Issue
An issue was brought to our attention recently where an azure SQL DB was throwing TempDB related errors although the customer felt that the TempDB usage never came close to the value published in the official Microsoft document. Here’s the error the customer had complained about:
Error
Here is a more detailed error text :
The database 'tempdb' has reached its size quota. Partition or delete data, drop indexes, or consult the documentation for possible resolutions.'. Possible failure reasons: Problems with the query, 'ResultSet' property not set correctly, parameters not set correctly, or connection not established correctly.
WorkAround/Fix:
The customer wanted to know the TempDB allocated to them. While the official documentation suggested that the SLO had 1.2 TB of Temp DB, In reality they always received a TempDB full error after 64GB.
I asked their technical team to run the following command to check the current Temp DB space allocated:
SELECT FileName = df.name,
current_file_size_MB = df.size*1.0/128,
max_size = CASE df.max_size
WHEN 0 THEN 'Autogrowth is off.'
WHEN -1 THEN 'Autogrowth is on.'
ELSE 'Log file grows to a maximum size of 2 TB.'
END,
growth_value =
CASE
WHEN df.growth = 0 THEN df.growth
WHEN df.growth > 0 AND df.is_percent_growth = 0 THEN df.growth*1.0/128.0
WHEN df.growth > 0 AND df.is_percent_growth = 1 THEN df.growth
END,
growth_increment_unit =
CASE
WHEN df.growth = 0 THEN 'Size is fixed.'
WHEN df.growth > 0 AND df.is_percent_growth = 0 THEN 'Growth value is MB.'
WHEN df.growth > 0 AND df.is_percent_growth = 1 THEN 'Growth value is a percentage.'
END
FROM tempdb.sys.database_files AS df;
GO
The Output that was shared, verified that the TempDB allocated was indeed 1.2TB as described in the public documentation against the DB SLO. Here’s the output:
Now the next step was to check what was the free space available in the TempDB at that point because per the customer, they were not having any heavy-duty jobs/queries running on the DB at that time. I asked them to execute the query below:
-- Determining the amount of free space in tempdb
SELECT SUM(unallocated_extent_page_count) AS [free pages],
(SUM(unallocated_extent_page_count)*1.0/128) AS [free space in MB]
FROM tempdb.sys.dm_db_file_space_usage;
-- Determining the amount of space used by the version store
SELECT SUM(version_store_reserved_page_count) AS [version store pages used],
(SUM(version_store_reserved_page_count)*1.0/128) AS [version store space in MB]
FROM tempdb.sys.dm_db_file_space_usage;
-- Determining the amount of space used by internal objects
SELECT SUM(internal_object_reserved_page_count) AS [internal object pages used],
(SUM(internal_object_reserved_page_count)*1.0/128) AS [internal object space in MB]
FROM tempdb.sys.dm_db_file_space_usage;
-- Determining the amount of space used by user objects
SELECT SUM(user_object_reserved_page_count) AS [user object pages used],
(SUM(user_object_reserved_page_count)*1.0/128) AS [user object space in MB]
FROM tempdb.sys.dm_db_file_space_usage;
The output shared by the team below surprised even the customer as they didn’t expect to see this in their DB. Here’s the output:
Now the next question from the team was what was occupying >95% space on their TempDB. While I pointed out a specific section from the official documentation, I had to send them a query to get some material evidence around this. Here’s the public documentation states around User object Pages Used section in the output above:
user_object_reserved_page_count - Total number of pages allocated from uniform extents for user objects in the database. Unused pages from an allocated extent are included in the count.

§ Directives
1 – In the Azure SQL TempDB article, after how much TempDB usage did the customer always receive a TempDB full error?
2 – Translate this sentence from the Azure SQL TempDB article into Spanish: "The customer wanted to know the TempDB allocated to them."
3 – Carry on writing the Azure SQL TempDB troubleshooting article from the point where it stops.

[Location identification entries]
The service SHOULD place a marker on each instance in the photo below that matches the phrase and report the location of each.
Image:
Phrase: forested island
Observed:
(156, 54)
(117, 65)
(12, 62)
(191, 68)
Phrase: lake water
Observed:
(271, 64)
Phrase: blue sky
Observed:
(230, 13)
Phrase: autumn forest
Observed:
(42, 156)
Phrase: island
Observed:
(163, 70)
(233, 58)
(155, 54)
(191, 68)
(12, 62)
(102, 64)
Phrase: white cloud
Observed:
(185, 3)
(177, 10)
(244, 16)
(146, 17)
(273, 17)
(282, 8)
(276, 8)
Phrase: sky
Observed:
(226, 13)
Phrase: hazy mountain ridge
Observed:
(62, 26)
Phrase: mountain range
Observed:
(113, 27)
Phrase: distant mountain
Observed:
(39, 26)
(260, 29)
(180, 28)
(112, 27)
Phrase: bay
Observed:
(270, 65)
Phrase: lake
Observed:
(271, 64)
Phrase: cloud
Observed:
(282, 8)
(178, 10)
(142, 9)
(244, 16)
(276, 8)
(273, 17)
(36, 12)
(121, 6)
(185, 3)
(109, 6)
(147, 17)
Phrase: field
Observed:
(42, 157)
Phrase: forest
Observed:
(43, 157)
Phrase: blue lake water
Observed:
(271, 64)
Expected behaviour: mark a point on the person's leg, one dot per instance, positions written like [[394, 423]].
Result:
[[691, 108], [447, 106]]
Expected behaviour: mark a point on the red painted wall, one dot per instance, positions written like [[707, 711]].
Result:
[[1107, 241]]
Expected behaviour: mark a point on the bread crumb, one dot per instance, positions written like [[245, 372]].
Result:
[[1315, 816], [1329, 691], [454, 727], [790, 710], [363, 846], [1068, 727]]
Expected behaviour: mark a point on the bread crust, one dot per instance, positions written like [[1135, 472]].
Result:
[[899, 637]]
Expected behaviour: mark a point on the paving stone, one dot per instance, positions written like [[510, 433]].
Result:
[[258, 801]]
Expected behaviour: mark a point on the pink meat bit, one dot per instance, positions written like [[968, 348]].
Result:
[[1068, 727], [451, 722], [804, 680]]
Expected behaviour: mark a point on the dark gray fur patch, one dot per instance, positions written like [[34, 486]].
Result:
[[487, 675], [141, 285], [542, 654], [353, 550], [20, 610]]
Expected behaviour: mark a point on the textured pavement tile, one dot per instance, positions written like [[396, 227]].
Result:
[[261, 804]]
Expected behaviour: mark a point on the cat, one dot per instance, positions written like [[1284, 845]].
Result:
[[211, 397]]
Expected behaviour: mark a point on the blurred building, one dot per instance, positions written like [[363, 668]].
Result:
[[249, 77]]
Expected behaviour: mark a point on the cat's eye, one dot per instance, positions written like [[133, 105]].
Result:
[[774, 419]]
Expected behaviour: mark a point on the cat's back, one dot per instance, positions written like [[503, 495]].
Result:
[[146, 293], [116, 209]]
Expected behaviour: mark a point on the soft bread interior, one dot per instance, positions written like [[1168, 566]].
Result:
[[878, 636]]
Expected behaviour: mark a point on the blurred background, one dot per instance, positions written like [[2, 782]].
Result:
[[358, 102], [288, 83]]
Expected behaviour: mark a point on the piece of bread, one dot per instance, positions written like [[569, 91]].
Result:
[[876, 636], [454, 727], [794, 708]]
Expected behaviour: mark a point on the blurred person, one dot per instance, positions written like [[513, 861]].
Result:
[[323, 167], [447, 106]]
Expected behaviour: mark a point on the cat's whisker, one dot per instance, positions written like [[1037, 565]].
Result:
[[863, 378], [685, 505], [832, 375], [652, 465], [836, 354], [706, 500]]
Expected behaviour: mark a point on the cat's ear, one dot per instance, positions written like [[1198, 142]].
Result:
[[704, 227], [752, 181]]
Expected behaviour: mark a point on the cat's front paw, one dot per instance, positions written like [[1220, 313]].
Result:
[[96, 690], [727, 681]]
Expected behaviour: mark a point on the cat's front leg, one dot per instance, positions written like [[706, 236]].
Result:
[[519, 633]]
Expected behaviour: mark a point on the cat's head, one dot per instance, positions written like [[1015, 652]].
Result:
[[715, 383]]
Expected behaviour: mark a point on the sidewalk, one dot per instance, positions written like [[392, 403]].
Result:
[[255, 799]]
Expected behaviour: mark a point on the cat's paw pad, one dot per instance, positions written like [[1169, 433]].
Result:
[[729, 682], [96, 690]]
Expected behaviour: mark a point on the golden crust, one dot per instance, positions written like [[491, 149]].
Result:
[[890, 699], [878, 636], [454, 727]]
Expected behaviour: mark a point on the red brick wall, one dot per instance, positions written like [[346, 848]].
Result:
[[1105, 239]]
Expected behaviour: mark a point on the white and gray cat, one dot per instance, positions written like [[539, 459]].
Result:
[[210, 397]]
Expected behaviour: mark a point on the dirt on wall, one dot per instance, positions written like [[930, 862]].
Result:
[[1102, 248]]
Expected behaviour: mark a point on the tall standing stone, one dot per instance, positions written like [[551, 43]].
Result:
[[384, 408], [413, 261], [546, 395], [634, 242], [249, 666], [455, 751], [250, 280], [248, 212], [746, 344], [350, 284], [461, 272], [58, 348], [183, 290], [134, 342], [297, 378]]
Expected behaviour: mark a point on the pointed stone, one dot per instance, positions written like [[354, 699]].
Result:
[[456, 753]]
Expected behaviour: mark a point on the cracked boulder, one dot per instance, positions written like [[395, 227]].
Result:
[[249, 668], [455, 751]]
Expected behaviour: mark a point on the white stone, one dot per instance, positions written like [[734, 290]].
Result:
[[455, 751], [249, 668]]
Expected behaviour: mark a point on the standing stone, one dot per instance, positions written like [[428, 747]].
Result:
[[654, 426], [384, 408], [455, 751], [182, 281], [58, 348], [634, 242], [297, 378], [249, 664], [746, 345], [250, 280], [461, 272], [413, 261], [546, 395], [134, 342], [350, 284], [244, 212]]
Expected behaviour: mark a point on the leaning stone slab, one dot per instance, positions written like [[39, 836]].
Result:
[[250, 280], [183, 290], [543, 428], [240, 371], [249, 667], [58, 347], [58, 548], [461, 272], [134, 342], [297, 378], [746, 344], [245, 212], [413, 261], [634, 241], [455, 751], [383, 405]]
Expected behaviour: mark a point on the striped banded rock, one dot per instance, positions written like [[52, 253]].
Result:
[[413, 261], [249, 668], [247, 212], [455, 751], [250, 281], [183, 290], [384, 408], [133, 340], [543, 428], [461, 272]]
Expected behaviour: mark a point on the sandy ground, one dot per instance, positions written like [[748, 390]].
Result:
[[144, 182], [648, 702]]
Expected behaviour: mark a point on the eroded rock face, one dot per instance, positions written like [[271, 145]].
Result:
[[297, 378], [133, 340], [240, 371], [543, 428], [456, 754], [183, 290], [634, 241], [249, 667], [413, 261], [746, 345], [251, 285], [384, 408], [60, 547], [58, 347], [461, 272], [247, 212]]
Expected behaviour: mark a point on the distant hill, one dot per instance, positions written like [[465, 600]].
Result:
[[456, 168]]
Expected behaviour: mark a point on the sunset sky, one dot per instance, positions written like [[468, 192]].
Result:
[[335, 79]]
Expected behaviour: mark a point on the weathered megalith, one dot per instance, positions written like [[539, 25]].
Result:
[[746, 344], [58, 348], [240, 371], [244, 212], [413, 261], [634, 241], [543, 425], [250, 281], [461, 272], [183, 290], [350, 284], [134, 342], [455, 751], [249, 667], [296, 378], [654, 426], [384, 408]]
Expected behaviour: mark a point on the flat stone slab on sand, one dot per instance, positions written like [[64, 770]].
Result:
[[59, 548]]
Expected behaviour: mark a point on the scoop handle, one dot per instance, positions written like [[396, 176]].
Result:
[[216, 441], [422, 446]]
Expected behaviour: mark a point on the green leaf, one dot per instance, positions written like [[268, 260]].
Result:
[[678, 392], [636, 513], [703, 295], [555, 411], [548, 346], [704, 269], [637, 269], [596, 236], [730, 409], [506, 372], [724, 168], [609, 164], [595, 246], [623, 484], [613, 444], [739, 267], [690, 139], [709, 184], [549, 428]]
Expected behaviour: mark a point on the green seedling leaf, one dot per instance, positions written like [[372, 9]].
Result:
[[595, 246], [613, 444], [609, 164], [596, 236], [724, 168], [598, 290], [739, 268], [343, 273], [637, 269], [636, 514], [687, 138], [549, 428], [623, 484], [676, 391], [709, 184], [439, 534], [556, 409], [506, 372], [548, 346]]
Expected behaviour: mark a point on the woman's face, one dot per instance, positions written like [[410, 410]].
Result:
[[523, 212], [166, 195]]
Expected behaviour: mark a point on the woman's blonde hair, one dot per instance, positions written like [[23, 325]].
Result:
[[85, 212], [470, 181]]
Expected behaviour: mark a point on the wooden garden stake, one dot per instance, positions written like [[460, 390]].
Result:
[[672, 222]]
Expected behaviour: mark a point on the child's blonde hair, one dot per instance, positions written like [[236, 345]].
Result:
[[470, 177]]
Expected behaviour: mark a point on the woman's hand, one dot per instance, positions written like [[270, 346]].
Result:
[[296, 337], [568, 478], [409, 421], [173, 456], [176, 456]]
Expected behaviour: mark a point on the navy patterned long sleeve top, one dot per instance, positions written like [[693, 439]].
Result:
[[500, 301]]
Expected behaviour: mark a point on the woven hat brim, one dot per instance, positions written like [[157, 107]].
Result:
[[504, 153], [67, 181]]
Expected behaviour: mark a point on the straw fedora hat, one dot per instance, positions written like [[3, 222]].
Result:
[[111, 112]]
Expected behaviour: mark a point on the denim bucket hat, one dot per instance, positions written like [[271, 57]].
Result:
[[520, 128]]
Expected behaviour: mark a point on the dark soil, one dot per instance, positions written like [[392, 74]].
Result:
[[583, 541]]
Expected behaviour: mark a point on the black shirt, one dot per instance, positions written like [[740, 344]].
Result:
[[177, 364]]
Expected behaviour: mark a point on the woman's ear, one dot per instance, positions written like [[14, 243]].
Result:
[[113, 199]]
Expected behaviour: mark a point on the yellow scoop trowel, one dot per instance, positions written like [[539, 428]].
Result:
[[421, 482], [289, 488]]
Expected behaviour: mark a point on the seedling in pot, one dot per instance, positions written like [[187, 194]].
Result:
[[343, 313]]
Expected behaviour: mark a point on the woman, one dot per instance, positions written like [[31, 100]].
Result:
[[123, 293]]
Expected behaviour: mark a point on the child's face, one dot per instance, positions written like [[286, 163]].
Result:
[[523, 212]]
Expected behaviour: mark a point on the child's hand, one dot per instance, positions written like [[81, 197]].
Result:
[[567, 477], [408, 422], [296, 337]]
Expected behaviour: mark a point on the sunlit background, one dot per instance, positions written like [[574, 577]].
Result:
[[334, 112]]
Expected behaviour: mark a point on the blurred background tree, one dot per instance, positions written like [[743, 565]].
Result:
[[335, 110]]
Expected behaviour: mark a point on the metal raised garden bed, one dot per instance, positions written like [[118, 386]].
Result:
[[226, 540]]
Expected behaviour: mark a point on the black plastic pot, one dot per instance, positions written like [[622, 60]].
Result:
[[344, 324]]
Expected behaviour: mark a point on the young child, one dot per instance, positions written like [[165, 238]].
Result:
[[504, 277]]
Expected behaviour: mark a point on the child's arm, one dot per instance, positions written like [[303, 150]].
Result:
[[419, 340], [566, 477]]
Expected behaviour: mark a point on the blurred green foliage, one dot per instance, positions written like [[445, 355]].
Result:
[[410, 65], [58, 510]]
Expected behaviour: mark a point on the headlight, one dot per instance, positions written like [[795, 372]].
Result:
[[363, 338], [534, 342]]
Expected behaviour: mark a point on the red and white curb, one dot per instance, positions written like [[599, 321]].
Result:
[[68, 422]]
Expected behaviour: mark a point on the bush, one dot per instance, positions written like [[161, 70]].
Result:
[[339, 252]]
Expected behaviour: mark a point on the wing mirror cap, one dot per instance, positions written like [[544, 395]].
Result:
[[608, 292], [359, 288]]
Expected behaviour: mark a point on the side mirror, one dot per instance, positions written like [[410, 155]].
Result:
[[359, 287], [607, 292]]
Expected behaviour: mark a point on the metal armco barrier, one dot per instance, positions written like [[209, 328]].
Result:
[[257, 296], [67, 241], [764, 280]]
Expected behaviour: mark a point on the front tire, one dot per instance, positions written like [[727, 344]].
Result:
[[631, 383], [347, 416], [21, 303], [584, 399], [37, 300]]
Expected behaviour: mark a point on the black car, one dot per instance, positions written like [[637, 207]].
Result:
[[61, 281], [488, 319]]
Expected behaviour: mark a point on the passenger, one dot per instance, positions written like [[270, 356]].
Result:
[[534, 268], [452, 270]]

§ In response
1 – After 64GB.

2 – El cliente quería saber cuánto espacio de TempDB se le había asignado.

3 –
You can use the total_pages column in the sys.allocation_units catalog view to return the reserved page count of each allocation unit in the user object. However, note that the total_pages column includes IAM pages.
The following objects are included in the user object page counters:
- User-defined tables and indexes
- System tables and indexes
- Global temporary tables and indexes
- Local temporary tables and indexes
- Table variables
- Tables returned in the table-valued functions
After that I shared the query below to help them investigate more into their TempDB:
SELECT
OBJECT_NAME(p.object_id) AS TableName,
au.*
FROM
tempdb.sys.allocation_units au
JOIN
tempdb.sys.partitions p ON au.container_id = p.partition_id
JOIN
tempdb.sys.objects o ON p.object_id = o.object_id
WHERE
au.type_desc = 'IN_ROW_DATA'; -- Optional: Add condition based on allocation unit type
Here is the output that we received and this explained the entire scenario to the customer:
The output above indicated that the 3rd party application that was connecting to the Azure SQL DB, was creating a lot of Global Temp Objects or objects that seem to persist beyond the session lifetime inside the Temp DB. The sum of the space occupied by those objects was a little over 1 TB, thereby explaining the 64 GB Temp DB space left for the rest of the queries. The customer also suspected that a new module of the 3rd party vendor could be either creating permanent objects inside the Temp DB or objects that are different from the usual Temp objects. After the discussion, the customer started a separate conversation with their vendor to address the issue.
They however had a complete understanding of the issue by the end of the troubleshooting session.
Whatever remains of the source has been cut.